Task brief:
Having read the data, transcribe all of it without deviation.

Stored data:
===============

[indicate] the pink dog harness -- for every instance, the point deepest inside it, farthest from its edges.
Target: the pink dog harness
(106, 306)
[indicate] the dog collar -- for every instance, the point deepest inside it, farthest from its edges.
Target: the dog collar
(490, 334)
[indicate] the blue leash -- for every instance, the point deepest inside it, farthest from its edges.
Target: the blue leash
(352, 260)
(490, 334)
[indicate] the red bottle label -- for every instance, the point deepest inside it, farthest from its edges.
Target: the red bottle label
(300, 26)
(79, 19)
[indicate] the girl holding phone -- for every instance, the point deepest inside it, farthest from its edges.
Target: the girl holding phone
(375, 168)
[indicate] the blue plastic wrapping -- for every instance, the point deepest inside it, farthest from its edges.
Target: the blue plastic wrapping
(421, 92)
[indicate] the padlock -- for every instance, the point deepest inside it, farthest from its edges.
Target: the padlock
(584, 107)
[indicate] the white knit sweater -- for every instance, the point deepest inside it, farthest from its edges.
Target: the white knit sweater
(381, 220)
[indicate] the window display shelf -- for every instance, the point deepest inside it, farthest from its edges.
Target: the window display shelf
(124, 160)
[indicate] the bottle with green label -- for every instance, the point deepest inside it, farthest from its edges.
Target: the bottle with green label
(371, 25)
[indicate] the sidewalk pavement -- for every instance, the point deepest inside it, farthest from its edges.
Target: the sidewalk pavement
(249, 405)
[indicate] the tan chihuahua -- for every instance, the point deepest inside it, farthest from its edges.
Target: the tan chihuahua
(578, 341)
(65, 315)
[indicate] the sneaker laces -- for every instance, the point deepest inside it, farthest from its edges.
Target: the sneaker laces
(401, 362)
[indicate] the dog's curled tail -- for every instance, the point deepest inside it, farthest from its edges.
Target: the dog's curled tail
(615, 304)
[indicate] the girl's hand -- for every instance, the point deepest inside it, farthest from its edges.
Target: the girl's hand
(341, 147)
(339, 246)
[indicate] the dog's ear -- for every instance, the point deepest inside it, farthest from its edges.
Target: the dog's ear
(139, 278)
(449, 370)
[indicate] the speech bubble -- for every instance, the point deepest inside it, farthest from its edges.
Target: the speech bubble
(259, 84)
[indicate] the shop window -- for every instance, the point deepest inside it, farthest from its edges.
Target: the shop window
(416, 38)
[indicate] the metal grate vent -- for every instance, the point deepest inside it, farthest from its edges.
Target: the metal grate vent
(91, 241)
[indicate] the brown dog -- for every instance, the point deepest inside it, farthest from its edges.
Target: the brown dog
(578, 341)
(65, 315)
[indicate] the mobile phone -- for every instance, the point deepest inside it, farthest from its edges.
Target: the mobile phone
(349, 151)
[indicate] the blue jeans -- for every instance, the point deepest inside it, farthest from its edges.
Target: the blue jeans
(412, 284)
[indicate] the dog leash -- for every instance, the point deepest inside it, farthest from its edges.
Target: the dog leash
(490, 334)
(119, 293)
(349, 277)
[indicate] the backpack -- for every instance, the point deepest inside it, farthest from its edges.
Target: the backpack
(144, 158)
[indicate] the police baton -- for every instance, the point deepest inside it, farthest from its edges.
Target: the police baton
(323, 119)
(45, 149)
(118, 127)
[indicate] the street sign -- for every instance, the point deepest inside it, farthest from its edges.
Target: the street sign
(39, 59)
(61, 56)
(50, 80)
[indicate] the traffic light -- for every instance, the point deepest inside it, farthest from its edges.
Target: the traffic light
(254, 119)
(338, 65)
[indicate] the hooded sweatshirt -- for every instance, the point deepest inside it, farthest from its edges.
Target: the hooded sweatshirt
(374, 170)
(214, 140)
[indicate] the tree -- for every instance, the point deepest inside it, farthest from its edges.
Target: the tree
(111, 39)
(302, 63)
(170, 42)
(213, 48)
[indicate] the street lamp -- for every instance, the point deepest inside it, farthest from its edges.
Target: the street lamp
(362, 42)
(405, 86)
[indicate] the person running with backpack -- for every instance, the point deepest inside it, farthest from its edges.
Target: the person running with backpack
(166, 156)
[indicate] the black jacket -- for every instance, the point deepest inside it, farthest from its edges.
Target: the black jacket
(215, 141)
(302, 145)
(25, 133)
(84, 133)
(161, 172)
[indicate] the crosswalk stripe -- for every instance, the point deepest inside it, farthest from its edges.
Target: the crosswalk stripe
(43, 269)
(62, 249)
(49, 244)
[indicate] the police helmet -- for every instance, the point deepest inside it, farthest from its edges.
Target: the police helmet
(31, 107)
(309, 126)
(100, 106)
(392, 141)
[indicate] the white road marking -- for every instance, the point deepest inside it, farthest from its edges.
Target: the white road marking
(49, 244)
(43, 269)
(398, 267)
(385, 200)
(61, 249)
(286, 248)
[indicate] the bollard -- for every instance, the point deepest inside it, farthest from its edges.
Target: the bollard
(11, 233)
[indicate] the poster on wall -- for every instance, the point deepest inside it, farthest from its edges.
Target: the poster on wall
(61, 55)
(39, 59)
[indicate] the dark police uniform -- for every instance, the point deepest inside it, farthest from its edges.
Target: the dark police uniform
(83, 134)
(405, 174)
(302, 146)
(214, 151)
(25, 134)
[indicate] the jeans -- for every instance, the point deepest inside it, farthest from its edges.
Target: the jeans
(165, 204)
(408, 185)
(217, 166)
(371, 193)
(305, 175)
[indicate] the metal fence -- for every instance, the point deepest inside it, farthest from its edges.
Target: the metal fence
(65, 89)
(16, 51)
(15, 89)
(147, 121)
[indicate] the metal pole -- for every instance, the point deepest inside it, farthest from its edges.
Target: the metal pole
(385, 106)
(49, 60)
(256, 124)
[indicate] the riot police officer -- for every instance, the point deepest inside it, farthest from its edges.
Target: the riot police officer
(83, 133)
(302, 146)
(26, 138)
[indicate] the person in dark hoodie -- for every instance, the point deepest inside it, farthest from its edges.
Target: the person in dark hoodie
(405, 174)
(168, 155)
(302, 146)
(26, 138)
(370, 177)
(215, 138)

===============

Answer to this problem:
[indicate] the pink dog harness -- for every instance, the point deepest inside it, farthest from its edges.
Target: the pink dog harness
(106, 306)
[indicate] the dog collar -- for every instance, the point deepest inside it, farthest from its edges.
Target: the dog collar
(490, 334)
[indicate] the blue leash -- for every instance, the point deepest inside it, farthest from its edges.
Target: the blue leash
(352, 260)
(490, 334)
[indicate] the red bottle label -- for every instance, the point deepest inside it, farthest from its edges.
Target: the red bottle label
(300, 26)
(79, 19)
[indicate] the girl holding phone -- for every instance, the point deepest inside it, farthest from its edges.
Target: the girl holding phone
(375, 168)
[indicate] the blue plastic wrapping -- for every instance, the point deepest inside it, farthest from its edges.
Target: the blue plastic wrapping
(421, 92)
[indicate] the padlock -- for every instance, the point deepest inside it, farthest from its edges.
Target: the padlock
(584, 107)
[indicate] the white knit sweater -- for every instance, the point deepest inside it, farthest from its edges.
Target: the white knit sweater
(381, 220)
[indicate] the window display shelf -- for every instance, the point deepest inside it, farthest from its edges.
Target: the window display shelf
(124, 160)
[indicate] the bottle with green label -- for every instance, the point deepest inside it, farthest from its edges.
Target: the bottle with green label
(371, 25)
[indicate] the sidewalk pavement -- for every instance, the point deepest inside it, farthest from its edges.
Target: the sidewalk pavement
(249, 405)
[indicate] the tan chihuahua -- for every instance, the point deepest inside it, farthest from its edges.
Target: the tan chihuahua
(578, 341)
(65, 315)
[indicate] the sneaker laces -- for every instance, the point deepest inside it, farthest from its edges.
Target: the sneaker laces
(401, 362)
[indicate] the dog's curled tail -- for every instance, the point deepest inside it, farthest from its edges.
Target: the dog's curled tail
(615, 304)
[indicate] the girl's hand -- for every instance, the point deepest inside it, farthest from its edges.
Target: the girl's hand
(341, 147)
(339, 246)
[indicate] the dog's ear -- for every instance, the point deepest inside it, farthest from its edges.
Target: the dog's ear
(139, 278)
(449, 370)
[indicate] the speech bubble -- for every instance, the point deepest inside it, farthest from its edges.
Target: the speech bubble
(259, 84)
[indicate] the shop window -- for every instance, the point deepest inside it, farthest from its edges.
Target: the shop window
(416, 38)
[indicate] the metal grate vent -- for every instance, the point deepest inside it, farthest from its edges.
Target: the metal grate vent
(91, 241)
[indicate] the brown dog -- for every instance, the point deepest inside it, farthest from its edges.
Target: the brown dog
(578, 341)
(65, 315)
[indicate] the mobile phone -- for every instance, the point deepest inside it, farthest from its edges.
Target: the mobile phone
(349, 151)
[indicate] the blue jeans -- for every instance, the point deepest inside it, farthest from its edges.
Target: the blue jeans
(412, 284)
[indicate] the dog leash -- for every instance, the point deepest inside it, farthest from its edges.
Target: the dog leash
(490, 334)
(119, 293)
(349, 277)
[indicate] the backpack -- for every instance, the point deepest inside it, farthest from its edges.
Target: the backpack
(144, 158)
[indicate] the police baton -- for every instance, the point deepest inside it, farthest from its edges.
Target: the police baton
(323, 119)
(45, 149)
(118, 127)
[indicate] the street sign -- for every instance, the point deepest inside it, farthest from its edges.
Target: the street sign
(39, 59)
(61, 56)
(50, 80)
[indicate] the traffic light -- for every instance, the point deepest inside it, farthest from its edges.
Target: the traffic light
(254, 119)
(338, 65)
[indicate] the hooded sweatshirt -- for every instance, the point deepest inside it, farthest from its edges.
Target: the hooded sweatshirt
(374, 170)
(214, 140)
[indicate] the tree -- for every instance, the point deepest inside it, farthest from its edges.
Target: the tree
(111, 39)
(302, 63)
(170, 42)
(213, 48)
[indicate] the street lamp -- for every instance, the point deepest inside it, farthest from its edges.
Target: the street lamp
(362, 42)
(405, 86)
[indicate] the person running with backpack -- for every instance, the point deepest inside it, farthest from its edges.
Target: the person running with backpack
(166, 156)
[indicate] the black jacket -- for every instance, the point deepest inside it, farthest from its edges.
Target: the black jacket
(215, 141)
(302, 145)
(25, 133)
(84, 133)
(161, 172)
[indicate] the crosswalk stripe -- for every instance, the point deepest inside it, farthest from its edges.
Target: the crosswalk stripe
(43, 269)
(62, 249)
(49, 244)
[indicate] the police helmet -- for every instance, the point deepest inside it, farthest from its edges.
Target: the police helmet
(31, 107)
(309, 126)
(100, 106)
(392, 141)
[indicate] the white road marking -- for every instance, the point deepest inside it, farthest from its edges.
Target: the white road marking
(49, 244)
(43, 269)
(398, 267)
(385, 200)
(61, 249)
(286, 248)
[indicate] the bollard -- for every instance, the point deepest inside it, farthest from its edges.
Target: the bollard
(11, 233)
[indicate] the poster on wall -- for every instance, the point deepest inside it, farthest from its edges.
Target: the poster on wall
(61, 55)
(39, 59)
[indicate] the dark police uniform -- for every instance, the point deepest inside it, farthest from its edges.
Target: the dark police uniform
(83, 134)
(405, 174)
(302, 146)
(214, 151)
(25, 134)
[indicate] the jeans -- for every instance, the point deepest inside it, farthest from its edges.
Target: the jeans
(165, 204)
(408, 185)
(217, 166)
(371, 193)
(305, 175)
[indicate] the metal fence -- for every instance, the point deepest inside it, farthest from its edges.
Target: the metal fence
(65, 89)
(16, 51)
(15, 89)
(147, 121)
[indicate] the metal pole -- for every instance, the point deepest inside it, farthest from its edges.
Target: the metal pole
(385, 106)
(49, 60)
(256, 124)
[indicate] the riot police officer -- for every instance, the point deepest inside it, farthest from its edges.
Target: the riot police officer
(83, 133)
(302, 146)
(26, 138)
[indicate] the person in dark hoodie -- for every instance, the point deepest inside it, farthest from its edges.
Target: the person in dark hoodie
(405, 174)
(168, 155)
(302, 146)
(26, 138)
(370, 177)
(215, 138)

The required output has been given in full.